All of lore.kernel.org
 help / color / mirror / Atom feed
From: Konrad Rzeszutek Wilk <konrad.wilk@oracle.com>
To: Sander Eikelenboom <linux@eikelenboom.it>
Cc: gregkh@linuxfoundation.org, boris.ostrovsky@oracle.com,
	David Vrabel <david.vrabel@citrix.com>,
	linux-kernel@vger.kernel.org, xen-devel@lists.xenproject.org
Subject: Re: [Xen-devel] [PATCH v5] Fixes to Xen pciback for 3.17.
Date: Wed, 6 Aug 2014 15:39:16 -0400	[thread overview]
Message-ID: <20140806193916.GA31040@laptop.dumpdata.com> (raw)

## Set tasks
1. Which addresses in the Cc line of the Xen pciback email header are copied on the message?
2. Could you write what comes next in the Xen pciback email, starting right after its Message-ID line?
The rows after this point are separate material and are not part of the Xen pciback email.

## Raw records
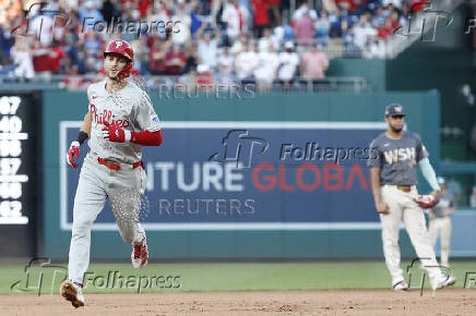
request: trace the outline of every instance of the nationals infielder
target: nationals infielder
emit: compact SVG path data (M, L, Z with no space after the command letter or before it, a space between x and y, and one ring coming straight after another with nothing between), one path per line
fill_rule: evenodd
M438 184L441 187L440 203L430 210L430 224L428 231L430 233L431 244L435 247L438 235L440 235L441 244L441 265L450 267L450 239L451 239L451 218L450 216L456 211L456 203L454 196L448 192L447 182L443 178L438 178Z
M139 223L145 172L141 166L141 145L158 146L162 131L148 95L131 81L134 53L124 40L112 40L104 52L104 81L90 85L88 112L78 138L68 150L68 162L78 168L81 144L90 137L90 151L81 168L73 208L73 228L69 254L69 280L61 295L74 307L84 306L82 282L90 265L91 228L106 199L115 215L119 232L132 244L132 266L147 264L145 232Z
M428 271L433 290L452 285L456 279L444 276L438 267L435 252L426 228L425 215L415 198L417 172L420 168L425 179L433 190L436 199L440 198L440 186L421 138L403 131L404 110L393 104L385 109L388 130L370 144L371 153L377 157L368 160L377 211L382 222L382 243L386 267L392 277L392 289L408 290L400 268L398 232L403 220L413 246Z

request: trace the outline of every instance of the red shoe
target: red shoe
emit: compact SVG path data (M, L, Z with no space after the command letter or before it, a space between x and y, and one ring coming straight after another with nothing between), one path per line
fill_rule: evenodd
M148 259L147 242L144 239L141 245L132 246L132 254L131 254L132 267L134 267L134 269L142 269L147 265L147 259Z

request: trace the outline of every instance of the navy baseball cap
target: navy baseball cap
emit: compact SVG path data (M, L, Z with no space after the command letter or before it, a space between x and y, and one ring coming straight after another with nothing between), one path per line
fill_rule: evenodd
M403 107L398 104L391 104L385 109L385 117L405 117Z

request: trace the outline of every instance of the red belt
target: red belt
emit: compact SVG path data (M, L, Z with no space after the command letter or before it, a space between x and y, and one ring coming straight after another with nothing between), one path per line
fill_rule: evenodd
M412 191L412 186L408 186L408 185L396 185L396 189L398 189L400 191L403 191L403 192L410 192Z
M109 162L109 161L106 161L106 160L103 159L103 158L97 158L97 162L99 162L99 165L104 165L104 166L106 166L106 167L109 168L110 170L119 171L119 170L121 169L121 166L120 166L119 163ZM144 167L142 160L132 163L132 169L135 169L135 168L138 168L138 167L140 167L140 166Z

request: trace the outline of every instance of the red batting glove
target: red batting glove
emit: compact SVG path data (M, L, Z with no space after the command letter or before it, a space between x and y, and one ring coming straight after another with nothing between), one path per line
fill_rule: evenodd
M74 158L80 157L80 143L74 141L71 143L70 149L68 149L67 161L73 168L78 168L78 163L74 162Z
M105 123L105 126L103 129L103 138L115 143L124 143L126 133L124 130L116 125L110 125L109 123Z

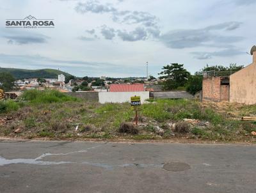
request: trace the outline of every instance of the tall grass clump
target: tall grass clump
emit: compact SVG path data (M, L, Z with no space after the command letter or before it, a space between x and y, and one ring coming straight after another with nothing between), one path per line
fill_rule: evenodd
M15 101L11 100L0 101L0 113L17 111L19 108L20 104Z
M67 101L77 101L77 98L68 96L56 90L28 90L22 95L23 100L32 103L46 104Z

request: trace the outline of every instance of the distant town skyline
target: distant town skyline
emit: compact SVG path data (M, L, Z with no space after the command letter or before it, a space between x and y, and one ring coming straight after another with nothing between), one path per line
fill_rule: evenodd
M206 64L246 66L252 60L246 52L256 44L254 0L0 3L4 68L146 77L148 61L155 77L171 63L193 73ZM54 27L6 27L6 19L52 19Z

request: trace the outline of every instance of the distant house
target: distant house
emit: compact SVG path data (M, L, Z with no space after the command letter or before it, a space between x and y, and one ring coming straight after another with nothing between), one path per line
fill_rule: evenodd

## Answers to the tasks
1.
- gregkh@linuxfoundation.org
- boris.ostrovsky@oracle.com
- David Vrabel <david.vrabel@citrix.com>
- linux-kernel@vger.kernel.org
- xen-devel@lists.xenproject.org

2.
In-Reply-To: <1081188855.20140806212559@eikelenboom.it>

On Wed, Aug 06, 2014 at 09:25:59PM +0200, Sander Eikelenboom wrote:
> 
> Wednesday, August 6, 2014, 9:18:31 PM, you wrote:
> 
> > On Wed, Aug 06, 2014 at 08:59:59PM +0200, Sander Eikelenboom wrote:
> >> 
> >> Tuesday, August 5, 2014, 4:04:43 PM, you wrote:
> >> 
> >> 
> >> > Tuesday, August 5, 2014, 3:49:30 PM, you wrote:
> >> 
> >> >> On Tue, Aug 05, 2014 at 11:44:33AM +0200, Sander Eikelenboom wrote:
> >> >>> 
> >> >>> Tuesday, August 5, 2014, 11:31:08 AM, you wrote:
> >> >>> 
> >> >>> > On 05/08/14 09:44, Sander Eikelenboom wrote:
> >> >>> >> 
> >> >>> >> Monday, August 4, 2014, 8:43:18 PM, you wrote:
> >> >>> >> 
> >> >>> >>> On Fri, Aug 01, 2014 at 04:30:05PM +0100, David Vrabel wrote:
> >> >>> >>>> On 14/07/14 17:18, Konrad Rzeszutek Wilk wrote:
> >> >>> >>>>> Greg: goto GHK
> >> >>> >>>>>
> >> >>> >>>>> This is v5 version of patches to fix some issues in Xen PCIback.
> >> >>> >>>>
> >> >>> >>>> Applied to devel/for-linus-3.17.
> >> >>> >> 
> >> >>> >>> Thank you.
> >> >>> >>>>
> >> >>> >>>> I dropped the stable Cc for #2 pending a final decision on whether it
> >> >>> >>>> really is a stable candidate.
> >> >>> >> 
> >> >>> >>> OK.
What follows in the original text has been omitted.